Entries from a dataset
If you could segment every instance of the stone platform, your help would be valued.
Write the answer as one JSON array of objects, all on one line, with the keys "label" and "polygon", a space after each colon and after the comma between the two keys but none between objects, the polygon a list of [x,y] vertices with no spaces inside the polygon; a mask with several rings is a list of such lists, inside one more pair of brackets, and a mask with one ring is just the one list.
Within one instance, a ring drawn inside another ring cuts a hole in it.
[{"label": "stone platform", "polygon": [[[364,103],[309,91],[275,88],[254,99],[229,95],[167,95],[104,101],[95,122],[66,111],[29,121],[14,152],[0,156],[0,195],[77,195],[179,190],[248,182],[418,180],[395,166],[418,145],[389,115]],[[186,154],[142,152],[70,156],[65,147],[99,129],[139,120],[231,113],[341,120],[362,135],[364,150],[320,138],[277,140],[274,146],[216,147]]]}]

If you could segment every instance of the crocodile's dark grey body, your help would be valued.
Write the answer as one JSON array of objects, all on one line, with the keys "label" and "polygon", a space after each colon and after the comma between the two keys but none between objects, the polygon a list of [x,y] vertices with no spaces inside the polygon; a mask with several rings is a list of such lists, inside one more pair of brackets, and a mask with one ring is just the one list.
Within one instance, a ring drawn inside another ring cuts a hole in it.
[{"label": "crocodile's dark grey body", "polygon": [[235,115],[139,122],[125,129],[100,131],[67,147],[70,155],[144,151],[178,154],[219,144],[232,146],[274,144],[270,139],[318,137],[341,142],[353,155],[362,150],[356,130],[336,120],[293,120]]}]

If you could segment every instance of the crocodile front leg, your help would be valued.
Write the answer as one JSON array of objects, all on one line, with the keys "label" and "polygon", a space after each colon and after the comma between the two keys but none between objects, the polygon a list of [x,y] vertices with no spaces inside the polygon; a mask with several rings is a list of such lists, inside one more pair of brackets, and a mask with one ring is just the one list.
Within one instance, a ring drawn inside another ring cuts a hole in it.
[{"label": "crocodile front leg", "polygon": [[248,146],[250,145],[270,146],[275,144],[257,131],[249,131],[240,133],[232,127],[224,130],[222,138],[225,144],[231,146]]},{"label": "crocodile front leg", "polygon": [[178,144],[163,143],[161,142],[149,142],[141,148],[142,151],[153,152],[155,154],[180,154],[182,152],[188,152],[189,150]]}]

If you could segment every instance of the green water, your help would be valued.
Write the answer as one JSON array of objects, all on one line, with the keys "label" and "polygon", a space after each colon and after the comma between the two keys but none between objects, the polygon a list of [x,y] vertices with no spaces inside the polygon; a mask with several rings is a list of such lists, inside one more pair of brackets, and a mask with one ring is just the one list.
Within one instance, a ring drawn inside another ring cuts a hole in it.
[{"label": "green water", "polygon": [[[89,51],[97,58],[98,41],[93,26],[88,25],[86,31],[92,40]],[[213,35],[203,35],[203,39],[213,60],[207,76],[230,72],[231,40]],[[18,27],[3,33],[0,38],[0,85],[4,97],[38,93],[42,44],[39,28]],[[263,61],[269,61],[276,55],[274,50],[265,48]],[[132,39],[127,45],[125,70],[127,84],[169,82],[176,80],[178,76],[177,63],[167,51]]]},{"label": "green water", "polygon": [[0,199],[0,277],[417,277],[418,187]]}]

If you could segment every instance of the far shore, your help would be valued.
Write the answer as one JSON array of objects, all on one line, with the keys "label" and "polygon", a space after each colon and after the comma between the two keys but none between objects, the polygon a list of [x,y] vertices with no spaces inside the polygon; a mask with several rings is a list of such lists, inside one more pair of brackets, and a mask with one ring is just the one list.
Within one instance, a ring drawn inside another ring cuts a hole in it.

--

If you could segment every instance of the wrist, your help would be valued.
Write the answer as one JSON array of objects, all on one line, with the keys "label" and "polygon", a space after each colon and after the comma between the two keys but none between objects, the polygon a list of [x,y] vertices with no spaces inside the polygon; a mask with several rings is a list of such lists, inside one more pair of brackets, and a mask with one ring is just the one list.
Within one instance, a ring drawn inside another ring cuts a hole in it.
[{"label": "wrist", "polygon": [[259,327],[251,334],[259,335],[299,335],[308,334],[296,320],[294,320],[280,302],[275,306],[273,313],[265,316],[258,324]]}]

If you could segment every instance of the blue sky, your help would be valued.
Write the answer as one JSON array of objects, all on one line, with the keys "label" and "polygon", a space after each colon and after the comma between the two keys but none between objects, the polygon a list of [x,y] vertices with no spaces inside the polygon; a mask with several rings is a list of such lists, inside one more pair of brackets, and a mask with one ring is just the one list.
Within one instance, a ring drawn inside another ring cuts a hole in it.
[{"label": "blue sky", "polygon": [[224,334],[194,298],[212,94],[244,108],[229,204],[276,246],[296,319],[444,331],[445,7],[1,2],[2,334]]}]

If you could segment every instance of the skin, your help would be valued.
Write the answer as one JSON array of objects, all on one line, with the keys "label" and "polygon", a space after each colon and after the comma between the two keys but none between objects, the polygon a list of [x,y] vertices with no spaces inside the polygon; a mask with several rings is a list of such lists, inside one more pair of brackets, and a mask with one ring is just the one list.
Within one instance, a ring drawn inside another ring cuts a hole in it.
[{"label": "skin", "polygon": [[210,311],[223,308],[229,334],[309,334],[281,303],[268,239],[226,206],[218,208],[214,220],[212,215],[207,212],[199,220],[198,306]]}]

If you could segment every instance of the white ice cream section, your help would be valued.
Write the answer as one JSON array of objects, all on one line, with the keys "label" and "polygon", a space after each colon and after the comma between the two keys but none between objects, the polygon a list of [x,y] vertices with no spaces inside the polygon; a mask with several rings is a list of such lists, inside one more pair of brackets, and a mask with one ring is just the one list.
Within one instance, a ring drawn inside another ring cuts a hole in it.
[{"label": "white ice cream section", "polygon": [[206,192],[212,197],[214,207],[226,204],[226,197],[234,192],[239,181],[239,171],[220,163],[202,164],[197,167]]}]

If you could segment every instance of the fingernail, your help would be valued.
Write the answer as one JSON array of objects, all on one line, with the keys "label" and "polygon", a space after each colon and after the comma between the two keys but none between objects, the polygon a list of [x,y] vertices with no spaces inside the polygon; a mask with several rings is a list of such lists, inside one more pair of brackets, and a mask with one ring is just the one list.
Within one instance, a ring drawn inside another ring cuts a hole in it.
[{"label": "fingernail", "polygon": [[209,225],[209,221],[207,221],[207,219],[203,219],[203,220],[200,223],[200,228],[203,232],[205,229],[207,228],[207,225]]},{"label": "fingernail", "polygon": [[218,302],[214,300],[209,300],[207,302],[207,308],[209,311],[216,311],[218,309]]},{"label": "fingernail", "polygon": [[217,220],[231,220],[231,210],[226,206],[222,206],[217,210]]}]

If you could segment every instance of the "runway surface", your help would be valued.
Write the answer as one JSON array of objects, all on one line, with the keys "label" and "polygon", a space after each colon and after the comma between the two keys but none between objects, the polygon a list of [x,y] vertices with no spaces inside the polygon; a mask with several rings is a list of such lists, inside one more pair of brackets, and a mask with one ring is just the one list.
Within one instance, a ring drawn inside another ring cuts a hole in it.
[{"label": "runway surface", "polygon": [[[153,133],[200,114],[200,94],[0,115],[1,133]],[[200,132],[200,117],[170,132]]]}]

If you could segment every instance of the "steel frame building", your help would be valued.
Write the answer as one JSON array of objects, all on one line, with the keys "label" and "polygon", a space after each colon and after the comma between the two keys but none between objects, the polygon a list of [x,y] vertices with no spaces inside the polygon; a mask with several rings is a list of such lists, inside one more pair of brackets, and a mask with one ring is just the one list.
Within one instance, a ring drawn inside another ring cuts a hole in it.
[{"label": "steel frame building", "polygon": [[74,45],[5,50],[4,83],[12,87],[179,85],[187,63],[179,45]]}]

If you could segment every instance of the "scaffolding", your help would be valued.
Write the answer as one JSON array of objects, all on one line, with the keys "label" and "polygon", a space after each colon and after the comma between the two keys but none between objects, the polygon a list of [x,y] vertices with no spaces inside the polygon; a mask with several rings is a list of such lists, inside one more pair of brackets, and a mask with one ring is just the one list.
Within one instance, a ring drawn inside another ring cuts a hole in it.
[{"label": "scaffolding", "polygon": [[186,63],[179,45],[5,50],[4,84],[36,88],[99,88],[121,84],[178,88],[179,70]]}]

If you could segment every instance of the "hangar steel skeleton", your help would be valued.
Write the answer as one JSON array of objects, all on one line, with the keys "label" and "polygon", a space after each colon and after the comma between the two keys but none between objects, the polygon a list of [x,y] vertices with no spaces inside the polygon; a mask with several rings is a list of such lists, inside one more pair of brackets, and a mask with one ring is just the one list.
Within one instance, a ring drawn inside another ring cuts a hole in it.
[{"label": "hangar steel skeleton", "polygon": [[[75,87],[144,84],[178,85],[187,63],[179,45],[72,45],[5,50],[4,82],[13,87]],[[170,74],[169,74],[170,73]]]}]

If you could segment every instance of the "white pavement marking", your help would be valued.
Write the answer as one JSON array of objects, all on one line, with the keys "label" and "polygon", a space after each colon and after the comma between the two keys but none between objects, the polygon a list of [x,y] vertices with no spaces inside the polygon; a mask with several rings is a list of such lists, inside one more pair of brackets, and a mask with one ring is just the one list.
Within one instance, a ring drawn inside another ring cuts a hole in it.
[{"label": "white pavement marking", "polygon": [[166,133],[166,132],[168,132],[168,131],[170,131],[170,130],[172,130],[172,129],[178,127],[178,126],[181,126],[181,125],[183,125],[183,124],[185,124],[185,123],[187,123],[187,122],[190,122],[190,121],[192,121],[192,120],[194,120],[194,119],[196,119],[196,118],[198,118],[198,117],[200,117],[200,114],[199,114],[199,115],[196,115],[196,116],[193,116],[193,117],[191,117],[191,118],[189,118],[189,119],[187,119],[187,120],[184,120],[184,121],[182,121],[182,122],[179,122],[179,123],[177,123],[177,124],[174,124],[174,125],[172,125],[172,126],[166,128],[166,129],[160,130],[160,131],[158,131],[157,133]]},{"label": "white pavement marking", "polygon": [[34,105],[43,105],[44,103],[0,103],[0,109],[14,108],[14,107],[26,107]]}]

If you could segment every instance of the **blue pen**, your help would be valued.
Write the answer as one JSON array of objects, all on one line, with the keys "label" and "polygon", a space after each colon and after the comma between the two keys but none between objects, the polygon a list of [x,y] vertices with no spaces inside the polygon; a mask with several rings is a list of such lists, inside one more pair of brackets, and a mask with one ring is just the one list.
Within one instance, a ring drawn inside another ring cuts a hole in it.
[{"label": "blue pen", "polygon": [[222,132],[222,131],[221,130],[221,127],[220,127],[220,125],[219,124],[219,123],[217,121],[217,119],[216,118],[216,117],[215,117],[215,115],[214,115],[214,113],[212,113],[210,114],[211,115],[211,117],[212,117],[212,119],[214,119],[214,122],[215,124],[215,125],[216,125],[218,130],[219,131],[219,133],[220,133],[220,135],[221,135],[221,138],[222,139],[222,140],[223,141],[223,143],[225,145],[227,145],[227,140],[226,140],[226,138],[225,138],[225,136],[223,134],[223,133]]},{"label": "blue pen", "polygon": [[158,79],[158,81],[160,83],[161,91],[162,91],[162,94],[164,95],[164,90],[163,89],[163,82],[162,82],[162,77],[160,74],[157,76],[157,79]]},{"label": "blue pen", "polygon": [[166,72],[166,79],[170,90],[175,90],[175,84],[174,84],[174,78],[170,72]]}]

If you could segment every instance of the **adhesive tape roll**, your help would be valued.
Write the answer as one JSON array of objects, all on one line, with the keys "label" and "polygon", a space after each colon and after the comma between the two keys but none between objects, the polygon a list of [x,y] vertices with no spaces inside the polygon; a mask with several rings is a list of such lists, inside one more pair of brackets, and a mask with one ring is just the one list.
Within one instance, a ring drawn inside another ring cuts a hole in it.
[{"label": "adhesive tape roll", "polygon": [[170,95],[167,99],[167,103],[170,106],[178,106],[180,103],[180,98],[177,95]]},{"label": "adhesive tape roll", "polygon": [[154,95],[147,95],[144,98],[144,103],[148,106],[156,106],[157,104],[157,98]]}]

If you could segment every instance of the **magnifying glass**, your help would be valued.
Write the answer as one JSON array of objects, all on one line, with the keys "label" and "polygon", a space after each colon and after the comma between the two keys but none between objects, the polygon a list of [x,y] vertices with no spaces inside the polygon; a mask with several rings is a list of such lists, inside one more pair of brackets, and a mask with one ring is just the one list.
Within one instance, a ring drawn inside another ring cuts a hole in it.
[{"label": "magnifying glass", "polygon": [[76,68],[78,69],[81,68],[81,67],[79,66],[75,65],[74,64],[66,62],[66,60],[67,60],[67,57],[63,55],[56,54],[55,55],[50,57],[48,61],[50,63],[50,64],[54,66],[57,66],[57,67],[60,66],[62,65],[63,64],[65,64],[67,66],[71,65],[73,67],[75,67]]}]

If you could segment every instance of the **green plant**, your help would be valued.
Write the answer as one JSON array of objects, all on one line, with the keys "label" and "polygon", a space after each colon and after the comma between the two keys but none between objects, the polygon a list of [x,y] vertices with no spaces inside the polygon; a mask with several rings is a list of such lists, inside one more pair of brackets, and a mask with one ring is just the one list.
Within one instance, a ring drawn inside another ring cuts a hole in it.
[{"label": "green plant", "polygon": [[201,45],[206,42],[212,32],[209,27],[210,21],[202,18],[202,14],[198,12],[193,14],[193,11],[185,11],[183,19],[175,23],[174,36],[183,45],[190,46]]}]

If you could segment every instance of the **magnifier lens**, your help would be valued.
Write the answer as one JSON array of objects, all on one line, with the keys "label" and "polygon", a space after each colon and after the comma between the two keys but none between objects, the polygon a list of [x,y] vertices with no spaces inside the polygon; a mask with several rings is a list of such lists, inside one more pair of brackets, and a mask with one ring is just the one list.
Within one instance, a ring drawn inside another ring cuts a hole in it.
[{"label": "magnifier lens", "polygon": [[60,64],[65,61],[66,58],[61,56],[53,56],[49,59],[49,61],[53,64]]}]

--

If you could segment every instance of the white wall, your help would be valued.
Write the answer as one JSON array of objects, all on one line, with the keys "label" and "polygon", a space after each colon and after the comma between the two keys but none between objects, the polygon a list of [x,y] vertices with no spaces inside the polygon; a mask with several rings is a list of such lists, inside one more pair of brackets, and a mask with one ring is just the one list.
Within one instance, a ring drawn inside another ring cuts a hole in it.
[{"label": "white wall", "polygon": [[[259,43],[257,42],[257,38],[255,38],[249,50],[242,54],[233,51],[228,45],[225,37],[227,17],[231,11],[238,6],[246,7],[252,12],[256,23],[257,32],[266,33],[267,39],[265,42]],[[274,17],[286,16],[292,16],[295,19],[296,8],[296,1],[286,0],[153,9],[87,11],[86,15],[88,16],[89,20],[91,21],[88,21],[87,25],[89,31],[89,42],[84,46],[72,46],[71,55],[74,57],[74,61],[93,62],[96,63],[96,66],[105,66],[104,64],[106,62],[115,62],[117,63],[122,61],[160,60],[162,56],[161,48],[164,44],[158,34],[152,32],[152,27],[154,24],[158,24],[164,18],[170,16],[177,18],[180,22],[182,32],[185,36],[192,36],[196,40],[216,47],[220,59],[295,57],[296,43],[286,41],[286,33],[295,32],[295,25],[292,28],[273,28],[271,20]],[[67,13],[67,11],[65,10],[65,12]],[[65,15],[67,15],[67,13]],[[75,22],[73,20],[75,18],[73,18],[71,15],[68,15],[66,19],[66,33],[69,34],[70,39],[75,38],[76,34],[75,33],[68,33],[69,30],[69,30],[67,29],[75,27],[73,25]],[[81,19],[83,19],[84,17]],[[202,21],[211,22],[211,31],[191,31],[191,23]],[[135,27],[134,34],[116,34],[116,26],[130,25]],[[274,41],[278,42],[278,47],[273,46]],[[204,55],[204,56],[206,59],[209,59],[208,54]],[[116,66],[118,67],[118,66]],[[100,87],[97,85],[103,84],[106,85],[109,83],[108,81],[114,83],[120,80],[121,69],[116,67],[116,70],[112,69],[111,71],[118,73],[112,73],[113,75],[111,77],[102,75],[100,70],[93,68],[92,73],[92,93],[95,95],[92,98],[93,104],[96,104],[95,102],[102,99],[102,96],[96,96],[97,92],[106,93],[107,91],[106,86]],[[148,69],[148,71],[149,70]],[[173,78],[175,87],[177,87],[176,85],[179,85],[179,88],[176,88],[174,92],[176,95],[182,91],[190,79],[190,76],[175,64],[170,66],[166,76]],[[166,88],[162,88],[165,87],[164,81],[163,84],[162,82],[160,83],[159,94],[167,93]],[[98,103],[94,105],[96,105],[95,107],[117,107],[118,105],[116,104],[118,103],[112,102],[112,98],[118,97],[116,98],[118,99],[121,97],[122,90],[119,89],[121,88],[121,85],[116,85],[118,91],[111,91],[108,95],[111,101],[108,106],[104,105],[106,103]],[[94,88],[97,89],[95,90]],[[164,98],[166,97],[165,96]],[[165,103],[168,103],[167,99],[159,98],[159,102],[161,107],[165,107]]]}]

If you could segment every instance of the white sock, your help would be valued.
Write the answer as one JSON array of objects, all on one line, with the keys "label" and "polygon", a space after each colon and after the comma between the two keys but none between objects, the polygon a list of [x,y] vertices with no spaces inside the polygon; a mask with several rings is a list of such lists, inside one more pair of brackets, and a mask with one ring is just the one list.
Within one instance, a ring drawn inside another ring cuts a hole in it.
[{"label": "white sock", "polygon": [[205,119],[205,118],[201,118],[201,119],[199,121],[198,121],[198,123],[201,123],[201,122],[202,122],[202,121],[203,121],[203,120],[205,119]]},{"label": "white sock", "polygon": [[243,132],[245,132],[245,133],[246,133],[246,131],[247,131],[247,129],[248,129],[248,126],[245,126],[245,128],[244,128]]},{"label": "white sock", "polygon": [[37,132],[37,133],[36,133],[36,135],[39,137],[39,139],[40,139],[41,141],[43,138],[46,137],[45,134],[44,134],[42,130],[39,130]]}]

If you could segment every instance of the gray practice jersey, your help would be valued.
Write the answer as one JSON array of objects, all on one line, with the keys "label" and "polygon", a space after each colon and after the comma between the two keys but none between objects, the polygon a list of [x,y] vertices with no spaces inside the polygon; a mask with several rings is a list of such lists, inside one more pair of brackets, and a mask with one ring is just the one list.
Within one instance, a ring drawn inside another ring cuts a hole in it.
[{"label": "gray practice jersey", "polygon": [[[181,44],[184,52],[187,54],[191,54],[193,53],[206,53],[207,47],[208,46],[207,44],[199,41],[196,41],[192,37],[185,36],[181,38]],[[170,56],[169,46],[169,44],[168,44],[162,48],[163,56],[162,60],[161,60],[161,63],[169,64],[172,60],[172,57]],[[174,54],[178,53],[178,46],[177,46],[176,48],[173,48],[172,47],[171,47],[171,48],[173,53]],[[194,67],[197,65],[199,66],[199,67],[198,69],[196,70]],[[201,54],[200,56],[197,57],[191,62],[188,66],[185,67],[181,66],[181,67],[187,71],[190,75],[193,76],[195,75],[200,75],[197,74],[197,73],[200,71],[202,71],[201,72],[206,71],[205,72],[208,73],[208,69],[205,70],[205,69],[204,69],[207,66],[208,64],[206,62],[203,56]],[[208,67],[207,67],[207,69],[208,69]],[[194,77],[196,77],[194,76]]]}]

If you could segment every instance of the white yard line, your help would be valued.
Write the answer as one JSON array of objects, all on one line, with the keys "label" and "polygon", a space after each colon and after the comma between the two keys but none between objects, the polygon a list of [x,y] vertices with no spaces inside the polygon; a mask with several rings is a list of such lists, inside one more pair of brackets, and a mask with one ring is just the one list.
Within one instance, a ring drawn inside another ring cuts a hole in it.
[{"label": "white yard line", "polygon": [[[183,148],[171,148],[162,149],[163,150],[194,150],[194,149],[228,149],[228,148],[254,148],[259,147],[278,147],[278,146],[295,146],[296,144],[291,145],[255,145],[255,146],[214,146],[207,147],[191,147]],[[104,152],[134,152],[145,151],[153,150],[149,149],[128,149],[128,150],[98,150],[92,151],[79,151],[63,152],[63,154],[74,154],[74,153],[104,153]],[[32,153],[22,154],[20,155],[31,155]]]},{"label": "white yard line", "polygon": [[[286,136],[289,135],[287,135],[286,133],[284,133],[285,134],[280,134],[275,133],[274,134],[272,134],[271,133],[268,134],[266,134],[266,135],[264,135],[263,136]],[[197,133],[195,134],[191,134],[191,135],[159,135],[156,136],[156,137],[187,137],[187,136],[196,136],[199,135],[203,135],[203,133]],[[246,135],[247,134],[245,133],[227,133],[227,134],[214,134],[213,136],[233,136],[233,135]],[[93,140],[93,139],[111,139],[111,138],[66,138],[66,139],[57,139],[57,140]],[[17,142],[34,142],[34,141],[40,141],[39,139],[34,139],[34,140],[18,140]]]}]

▸ **WORK INSTRUCTIONS**: Extract every line of the records above that contains the word "glass". Case counts, so only lines that match its capitalization qualify.

▸ **EXERCISE RESPONSE**:
If you could segment every instance of the **magnifying glass**, your help would be valued.
[{"label": "magnifying glass", "polygon": [[76,68],[78,69],[81,68],[81,67],[79,66],[75,65],[74,64],[66,62],[66,60],[67,60],[67,57],[63,55],[56,54],[55,55],[50,57],[48,61],[50,63],[50,64],[54,66],[57,66],[57,67],[60,66],[62,65],[63,64],[65,64],[67,66],[71,65],[73,67],[75,67]]}]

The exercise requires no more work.